Please count the lines in the listing below that contain the string "bird" and give only that number.

[Collected data entries]
━━━━━━━━━━
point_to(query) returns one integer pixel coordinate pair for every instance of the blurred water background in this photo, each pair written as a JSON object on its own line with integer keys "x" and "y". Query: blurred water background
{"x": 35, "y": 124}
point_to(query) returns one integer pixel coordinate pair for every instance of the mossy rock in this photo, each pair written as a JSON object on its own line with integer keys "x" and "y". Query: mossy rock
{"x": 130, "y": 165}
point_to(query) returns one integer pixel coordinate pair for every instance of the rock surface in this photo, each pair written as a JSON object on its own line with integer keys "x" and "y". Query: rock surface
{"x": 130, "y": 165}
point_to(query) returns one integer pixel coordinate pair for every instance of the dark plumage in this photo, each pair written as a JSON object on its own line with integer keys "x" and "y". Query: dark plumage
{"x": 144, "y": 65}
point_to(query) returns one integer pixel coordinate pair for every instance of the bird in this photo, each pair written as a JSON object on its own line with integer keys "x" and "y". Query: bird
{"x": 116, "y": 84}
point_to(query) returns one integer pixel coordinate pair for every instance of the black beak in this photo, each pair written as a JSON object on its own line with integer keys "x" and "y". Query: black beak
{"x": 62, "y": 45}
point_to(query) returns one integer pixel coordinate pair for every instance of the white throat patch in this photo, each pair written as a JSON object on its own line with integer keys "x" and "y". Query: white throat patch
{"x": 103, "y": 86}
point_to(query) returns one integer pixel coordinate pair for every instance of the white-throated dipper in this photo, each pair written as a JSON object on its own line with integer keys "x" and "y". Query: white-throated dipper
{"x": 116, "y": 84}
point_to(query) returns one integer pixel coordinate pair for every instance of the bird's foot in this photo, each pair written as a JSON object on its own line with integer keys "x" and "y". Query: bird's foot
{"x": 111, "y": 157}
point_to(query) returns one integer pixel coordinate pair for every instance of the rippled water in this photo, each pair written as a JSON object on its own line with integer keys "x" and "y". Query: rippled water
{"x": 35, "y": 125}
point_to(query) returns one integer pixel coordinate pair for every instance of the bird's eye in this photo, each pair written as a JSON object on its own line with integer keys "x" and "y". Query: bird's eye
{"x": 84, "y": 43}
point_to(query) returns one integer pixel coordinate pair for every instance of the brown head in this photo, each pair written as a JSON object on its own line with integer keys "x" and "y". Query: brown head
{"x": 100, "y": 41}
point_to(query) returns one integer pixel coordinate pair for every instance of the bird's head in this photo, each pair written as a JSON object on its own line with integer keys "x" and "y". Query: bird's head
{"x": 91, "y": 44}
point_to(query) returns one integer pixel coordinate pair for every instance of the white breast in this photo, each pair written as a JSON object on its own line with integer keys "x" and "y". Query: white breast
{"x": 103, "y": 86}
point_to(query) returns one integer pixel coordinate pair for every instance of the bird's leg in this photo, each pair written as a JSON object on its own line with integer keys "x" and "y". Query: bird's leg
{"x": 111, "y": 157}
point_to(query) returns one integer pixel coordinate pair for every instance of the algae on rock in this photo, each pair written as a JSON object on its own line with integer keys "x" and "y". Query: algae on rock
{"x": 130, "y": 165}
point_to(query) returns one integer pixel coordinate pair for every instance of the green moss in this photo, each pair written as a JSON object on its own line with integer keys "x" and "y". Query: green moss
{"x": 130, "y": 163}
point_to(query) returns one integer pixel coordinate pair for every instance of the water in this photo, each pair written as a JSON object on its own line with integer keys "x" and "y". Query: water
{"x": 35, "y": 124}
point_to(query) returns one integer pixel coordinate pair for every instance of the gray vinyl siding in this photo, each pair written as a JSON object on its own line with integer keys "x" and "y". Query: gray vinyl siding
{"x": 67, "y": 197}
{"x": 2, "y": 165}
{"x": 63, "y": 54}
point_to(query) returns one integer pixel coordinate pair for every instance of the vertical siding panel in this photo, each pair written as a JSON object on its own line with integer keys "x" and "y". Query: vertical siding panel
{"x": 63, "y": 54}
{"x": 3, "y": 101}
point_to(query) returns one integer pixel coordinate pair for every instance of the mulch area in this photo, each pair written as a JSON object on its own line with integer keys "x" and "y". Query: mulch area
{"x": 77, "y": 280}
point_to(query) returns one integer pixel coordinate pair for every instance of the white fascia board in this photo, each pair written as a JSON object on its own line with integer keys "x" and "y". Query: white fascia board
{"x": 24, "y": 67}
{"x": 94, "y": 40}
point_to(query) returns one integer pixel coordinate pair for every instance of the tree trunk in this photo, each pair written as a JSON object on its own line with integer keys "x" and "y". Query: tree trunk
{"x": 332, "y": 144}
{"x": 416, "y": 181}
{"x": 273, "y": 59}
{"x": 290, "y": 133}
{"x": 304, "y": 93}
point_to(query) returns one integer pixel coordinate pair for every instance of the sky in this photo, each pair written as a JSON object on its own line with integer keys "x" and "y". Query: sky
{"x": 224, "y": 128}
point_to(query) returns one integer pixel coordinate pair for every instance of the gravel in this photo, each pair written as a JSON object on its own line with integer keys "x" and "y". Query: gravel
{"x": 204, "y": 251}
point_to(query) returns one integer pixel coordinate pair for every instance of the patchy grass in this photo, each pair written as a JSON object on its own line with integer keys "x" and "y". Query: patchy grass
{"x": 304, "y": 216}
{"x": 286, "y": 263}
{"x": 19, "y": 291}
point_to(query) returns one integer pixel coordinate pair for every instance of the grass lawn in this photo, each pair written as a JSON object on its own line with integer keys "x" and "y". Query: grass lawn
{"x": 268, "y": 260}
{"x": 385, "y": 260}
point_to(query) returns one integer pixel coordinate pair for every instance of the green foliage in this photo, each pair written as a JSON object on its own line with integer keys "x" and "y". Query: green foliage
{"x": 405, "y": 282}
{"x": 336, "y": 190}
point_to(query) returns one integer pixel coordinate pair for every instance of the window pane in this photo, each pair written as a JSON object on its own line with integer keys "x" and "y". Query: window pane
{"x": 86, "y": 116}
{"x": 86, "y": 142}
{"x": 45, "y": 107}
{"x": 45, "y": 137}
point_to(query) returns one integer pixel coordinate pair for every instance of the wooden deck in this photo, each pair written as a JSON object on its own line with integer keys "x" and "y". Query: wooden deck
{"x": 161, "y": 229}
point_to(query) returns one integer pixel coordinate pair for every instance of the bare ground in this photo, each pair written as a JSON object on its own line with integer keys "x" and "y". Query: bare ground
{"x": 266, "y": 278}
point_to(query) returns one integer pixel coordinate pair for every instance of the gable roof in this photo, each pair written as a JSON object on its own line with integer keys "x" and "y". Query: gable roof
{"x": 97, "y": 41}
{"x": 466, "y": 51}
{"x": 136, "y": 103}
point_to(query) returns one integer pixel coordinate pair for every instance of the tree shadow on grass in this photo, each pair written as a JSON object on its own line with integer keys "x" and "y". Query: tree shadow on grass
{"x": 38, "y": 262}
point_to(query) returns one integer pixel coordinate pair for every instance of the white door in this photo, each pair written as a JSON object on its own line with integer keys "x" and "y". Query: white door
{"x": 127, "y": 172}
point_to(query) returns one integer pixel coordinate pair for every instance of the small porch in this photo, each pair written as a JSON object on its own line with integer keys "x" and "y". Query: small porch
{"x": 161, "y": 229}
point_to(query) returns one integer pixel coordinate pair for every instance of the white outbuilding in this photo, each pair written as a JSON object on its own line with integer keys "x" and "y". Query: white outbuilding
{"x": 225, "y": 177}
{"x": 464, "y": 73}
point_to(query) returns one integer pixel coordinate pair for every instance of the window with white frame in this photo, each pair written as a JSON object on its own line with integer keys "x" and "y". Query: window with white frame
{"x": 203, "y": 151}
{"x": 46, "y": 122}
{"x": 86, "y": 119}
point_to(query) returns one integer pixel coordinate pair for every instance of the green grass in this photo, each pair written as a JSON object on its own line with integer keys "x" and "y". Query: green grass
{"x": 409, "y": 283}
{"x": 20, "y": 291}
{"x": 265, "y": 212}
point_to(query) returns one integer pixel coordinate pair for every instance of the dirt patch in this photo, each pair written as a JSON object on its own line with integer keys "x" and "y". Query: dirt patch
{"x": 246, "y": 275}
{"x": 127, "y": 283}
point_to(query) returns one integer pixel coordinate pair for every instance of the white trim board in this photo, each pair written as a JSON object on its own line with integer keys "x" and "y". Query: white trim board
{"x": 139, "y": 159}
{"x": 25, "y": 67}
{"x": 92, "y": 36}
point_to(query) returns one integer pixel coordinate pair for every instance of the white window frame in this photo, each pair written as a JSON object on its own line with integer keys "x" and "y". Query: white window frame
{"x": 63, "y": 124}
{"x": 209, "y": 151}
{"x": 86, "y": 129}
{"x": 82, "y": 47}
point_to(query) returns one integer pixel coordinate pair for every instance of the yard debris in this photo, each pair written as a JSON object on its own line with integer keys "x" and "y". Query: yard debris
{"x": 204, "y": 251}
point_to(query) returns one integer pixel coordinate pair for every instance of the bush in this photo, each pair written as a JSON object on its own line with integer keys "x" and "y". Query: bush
━━━━━━━━━━
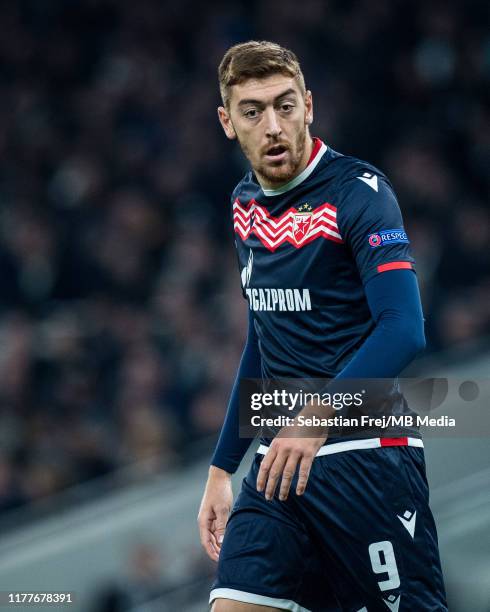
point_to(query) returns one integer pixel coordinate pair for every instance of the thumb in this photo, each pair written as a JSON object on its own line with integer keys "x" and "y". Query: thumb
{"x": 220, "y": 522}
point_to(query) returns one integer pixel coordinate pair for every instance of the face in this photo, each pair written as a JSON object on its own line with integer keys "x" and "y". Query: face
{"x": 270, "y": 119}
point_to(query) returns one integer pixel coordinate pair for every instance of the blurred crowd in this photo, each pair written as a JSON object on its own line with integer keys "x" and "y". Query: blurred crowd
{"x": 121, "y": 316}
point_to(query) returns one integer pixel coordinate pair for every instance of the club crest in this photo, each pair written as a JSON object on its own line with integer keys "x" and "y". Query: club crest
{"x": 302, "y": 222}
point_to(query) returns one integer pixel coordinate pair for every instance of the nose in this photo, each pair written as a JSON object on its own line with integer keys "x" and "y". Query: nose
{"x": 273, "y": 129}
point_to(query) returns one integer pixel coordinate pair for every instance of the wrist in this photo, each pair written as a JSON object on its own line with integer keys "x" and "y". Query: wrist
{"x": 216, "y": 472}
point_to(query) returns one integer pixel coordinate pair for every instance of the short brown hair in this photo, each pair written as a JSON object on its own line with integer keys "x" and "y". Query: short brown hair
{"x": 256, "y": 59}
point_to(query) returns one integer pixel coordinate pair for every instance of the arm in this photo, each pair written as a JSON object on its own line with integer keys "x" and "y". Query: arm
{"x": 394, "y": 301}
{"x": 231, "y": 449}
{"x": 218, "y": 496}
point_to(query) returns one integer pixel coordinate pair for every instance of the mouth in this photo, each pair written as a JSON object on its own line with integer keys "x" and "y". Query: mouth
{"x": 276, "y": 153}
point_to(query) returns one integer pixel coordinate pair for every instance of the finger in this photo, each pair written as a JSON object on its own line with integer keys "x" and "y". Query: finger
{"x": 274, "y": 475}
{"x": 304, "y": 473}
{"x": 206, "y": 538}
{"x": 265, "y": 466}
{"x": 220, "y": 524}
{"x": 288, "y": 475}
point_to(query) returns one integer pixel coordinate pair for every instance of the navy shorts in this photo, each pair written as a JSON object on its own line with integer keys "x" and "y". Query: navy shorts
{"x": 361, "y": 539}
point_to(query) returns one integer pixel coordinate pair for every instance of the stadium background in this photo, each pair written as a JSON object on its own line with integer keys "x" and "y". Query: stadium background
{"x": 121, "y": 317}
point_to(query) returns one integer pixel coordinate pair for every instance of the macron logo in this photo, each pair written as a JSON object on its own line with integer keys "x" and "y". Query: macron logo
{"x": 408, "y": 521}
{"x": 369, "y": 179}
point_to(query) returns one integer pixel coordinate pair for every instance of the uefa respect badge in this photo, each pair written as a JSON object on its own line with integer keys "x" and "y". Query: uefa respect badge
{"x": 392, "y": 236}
━━━━━━━━━━
> **Solution below**: 5